Excerpts of labeled region data
────

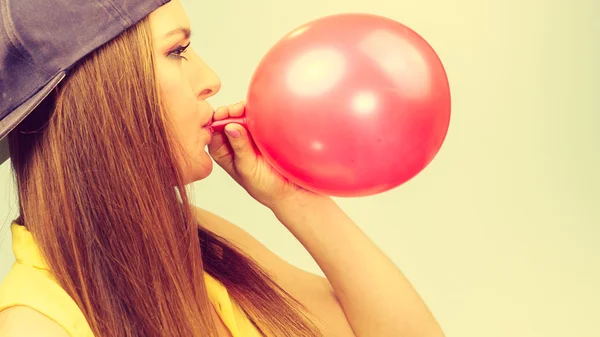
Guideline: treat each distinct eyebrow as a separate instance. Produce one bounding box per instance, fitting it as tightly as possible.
[163,27,192,39]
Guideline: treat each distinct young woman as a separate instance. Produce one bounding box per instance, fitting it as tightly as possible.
[0,0,443,337]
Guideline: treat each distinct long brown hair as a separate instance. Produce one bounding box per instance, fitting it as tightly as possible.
[9,19,321,337]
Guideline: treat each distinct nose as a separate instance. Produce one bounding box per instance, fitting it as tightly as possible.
[192,53,221,100]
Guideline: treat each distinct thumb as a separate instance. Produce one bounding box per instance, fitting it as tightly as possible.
[225,123,256,174]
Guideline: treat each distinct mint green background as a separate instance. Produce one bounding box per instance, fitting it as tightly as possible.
[0,0,600,337]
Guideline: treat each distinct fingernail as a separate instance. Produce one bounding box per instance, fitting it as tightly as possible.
[225,128,241,138]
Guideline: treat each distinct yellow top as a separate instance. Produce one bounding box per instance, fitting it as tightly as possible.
[0,222,260,337]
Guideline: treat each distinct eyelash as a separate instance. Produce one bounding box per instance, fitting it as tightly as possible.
[169,42,191,60]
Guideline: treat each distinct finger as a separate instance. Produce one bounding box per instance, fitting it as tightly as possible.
[213,106,229,121]
[208,133,233,173]
[229,102,246,117]
[225,123,257,175]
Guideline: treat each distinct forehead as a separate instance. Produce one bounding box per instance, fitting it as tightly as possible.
[148,0,190,40]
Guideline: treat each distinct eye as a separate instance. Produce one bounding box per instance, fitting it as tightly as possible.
[168,42,191,60]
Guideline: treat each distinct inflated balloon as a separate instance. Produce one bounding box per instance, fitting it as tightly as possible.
[213,14,450,197]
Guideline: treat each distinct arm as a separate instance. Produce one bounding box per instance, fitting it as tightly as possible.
[272,197,444,337]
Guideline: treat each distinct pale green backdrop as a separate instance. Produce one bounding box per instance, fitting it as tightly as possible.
[0,0,600,337]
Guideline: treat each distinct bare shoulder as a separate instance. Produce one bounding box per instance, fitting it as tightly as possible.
[0,306,69,337]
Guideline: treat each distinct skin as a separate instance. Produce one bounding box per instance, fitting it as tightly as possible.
[0,0,444,337]
[149,1,221,183]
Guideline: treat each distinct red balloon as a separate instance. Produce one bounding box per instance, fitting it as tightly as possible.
[215,14,450,197]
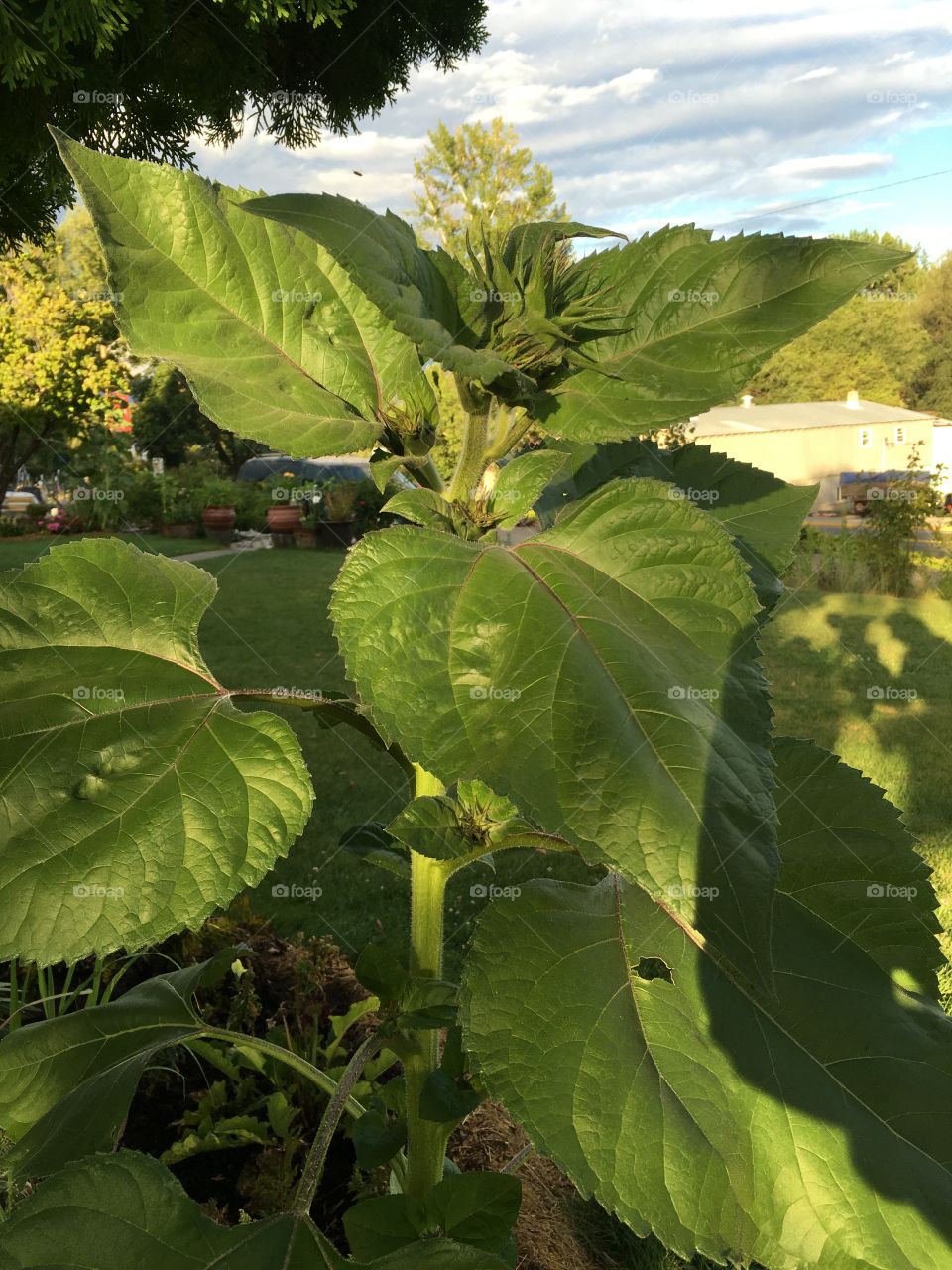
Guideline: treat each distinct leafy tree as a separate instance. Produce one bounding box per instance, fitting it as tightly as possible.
[132,362,264,475]
[0,137,952,1270]
[0,230,128,490]
[747,230,930,405]
[0,0,485,249]
[414,118,567,260]
[908,253,952,418]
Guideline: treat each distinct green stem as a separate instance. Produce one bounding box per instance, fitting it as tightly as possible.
[447,378,493,503]
[295,1033,381,1216]
[195,1028,366,1119]
[404,763,450,1199]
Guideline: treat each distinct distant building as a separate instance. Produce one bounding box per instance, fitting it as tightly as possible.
[690,393,952,509]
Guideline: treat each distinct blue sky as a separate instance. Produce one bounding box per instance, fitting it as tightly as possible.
[191,0,952,257]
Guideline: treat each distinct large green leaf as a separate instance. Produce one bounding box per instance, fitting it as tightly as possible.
[0,540,312,964]
[0,1151,505,1270]
[463,743,952,1270]
[55,132,435,457]
[332,480,774,976]
[234,194,531,387]
[534,225,905,441]
[536,439,816,603]
[0,949,235,1178]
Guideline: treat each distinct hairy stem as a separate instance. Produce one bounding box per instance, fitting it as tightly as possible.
[295,1033,381,1216]
[447,378,493,503]
[404,765,449,1199]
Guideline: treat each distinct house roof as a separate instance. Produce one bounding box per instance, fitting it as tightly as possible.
[690,399,937,437]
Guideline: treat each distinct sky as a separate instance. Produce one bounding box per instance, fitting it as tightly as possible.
[196,0,952,259]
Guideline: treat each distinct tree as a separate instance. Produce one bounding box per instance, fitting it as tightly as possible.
[0,0,486,250]
[908,253,952,417]
[132,362,264,475]
[414,118,567,260]
[0,139,952,1270]
[0,233,128,490]
[747,230,930,405]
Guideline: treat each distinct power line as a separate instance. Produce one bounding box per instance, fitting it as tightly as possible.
[711,168,952,230]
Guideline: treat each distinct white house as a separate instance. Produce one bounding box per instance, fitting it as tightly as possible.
[690,393,952,508]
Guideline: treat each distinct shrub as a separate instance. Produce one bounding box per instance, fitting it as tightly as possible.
[0,136,952,1270]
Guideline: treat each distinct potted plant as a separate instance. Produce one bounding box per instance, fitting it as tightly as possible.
[160,476,203,539]
[267,472,305,548]
[314,481,359,548]
[202,476,236,544]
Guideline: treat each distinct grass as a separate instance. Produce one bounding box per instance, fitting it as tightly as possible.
[193,552,604,974]
[0,534,218,569]
[763,581,952,1006]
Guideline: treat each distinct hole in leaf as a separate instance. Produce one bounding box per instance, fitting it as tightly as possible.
[632,956,674,983]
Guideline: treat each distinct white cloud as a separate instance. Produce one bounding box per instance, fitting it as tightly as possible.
[193,0,952,249]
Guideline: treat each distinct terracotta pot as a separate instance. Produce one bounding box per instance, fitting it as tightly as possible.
[268,503,300,534]
[317,521,357,548]
[202,507,235,530]
[202,507,235,546]
[162,525,199,539]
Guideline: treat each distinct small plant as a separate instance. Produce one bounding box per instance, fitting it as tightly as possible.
[322,480,362,521]
[202,476,236,507]
[0,135,952,1270]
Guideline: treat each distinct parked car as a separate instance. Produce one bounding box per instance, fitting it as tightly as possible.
[0,489,44,516]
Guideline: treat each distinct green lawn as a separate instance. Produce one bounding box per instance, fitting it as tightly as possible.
[765,581,952,1007]
[0,537,952,989]
[0,534,219,569]
[202,552,952,987]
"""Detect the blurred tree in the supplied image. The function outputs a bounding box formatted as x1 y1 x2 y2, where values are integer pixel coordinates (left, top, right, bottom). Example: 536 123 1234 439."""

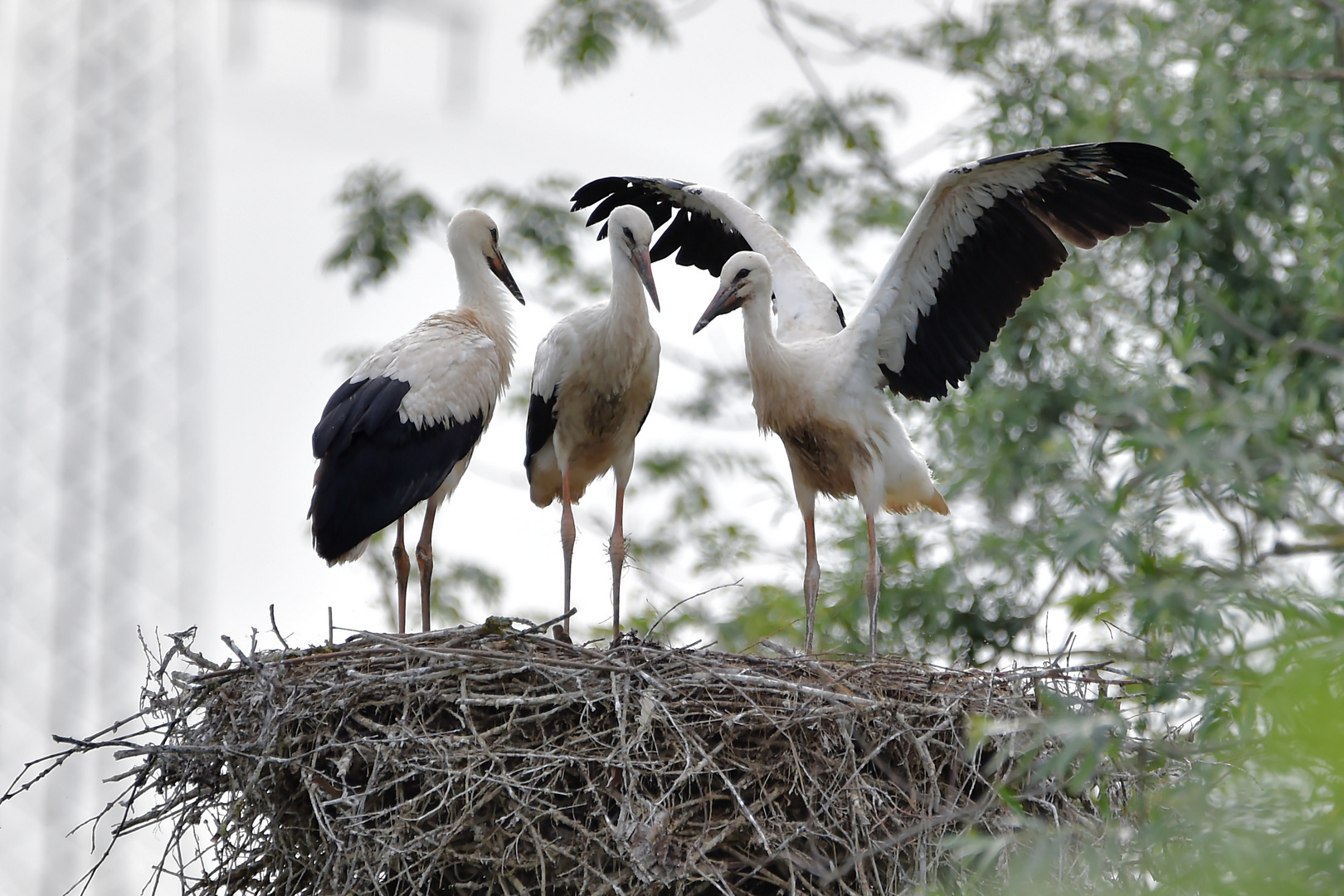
325 0 1344 894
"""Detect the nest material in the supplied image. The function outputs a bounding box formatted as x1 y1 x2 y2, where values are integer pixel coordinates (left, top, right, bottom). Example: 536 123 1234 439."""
102 622 1113 896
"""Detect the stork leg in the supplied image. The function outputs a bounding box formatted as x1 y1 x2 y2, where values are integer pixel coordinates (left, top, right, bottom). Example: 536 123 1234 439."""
802 508 821 653
863 514 882 660
392 516 411 634
416 501 438 631
607 453 635 647
561 469 574 634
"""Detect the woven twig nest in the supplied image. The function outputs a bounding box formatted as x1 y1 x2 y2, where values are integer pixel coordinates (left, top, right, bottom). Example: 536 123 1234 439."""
63 621 1118 896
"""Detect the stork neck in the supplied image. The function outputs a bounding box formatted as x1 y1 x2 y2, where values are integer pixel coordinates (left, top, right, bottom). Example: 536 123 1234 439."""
607 243 649 324
453 252 514 369
742 295 782 369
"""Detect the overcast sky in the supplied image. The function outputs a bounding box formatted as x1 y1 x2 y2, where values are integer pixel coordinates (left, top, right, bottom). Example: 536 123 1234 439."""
0 0 971 892
208 0 971 642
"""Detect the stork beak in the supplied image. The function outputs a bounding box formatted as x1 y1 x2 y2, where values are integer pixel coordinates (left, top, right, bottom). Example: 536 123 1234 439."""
691 284 747 336
485 246 527 305
631 247 663 312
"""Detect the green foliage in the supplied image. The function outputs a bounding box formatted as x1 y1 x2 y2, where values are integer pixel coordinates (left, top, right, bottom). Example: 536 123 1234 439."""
737 90 918 243
323 165 447 295
527 0 672 80
322 0 1344 894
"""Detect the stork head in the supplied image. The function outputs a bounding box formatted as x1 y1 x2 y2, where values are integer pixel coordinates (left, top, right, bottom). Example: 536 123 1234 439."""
447 208 527 305
606 206 663 310
691 252 774 334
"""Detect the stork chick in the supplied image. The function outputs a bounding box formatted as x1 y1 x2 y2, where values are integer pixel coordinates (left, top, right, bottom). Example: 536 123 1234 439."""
308 208 523 633
695 252 947 657
572 143 1199 653
523 206 660 644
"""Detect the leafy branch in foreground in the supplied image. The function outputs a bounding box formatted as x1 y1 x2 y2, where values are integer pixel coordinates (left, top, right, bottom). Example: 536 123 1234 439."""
323 164 450 295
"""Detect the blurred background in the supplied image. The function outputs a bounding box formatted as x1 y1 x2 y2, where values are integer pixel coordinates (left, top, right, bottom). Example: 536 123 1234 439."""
0 0 1344 894
0 0 969 894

────

> _Exercise task_
Begin at the line that has "Guideline: treat each distinct white house" and stop after the line that has "[690,393,952,508]". Write those lines out again with "white house" renamed to "white farmhouse", leaving everything else unchanged.

> _Finished exercise_
Guideline: treat each distinct white farmhouse as a separate instance. Produce one bounding box per instance, fitting it as tightly as possible.
[690,393,952,508]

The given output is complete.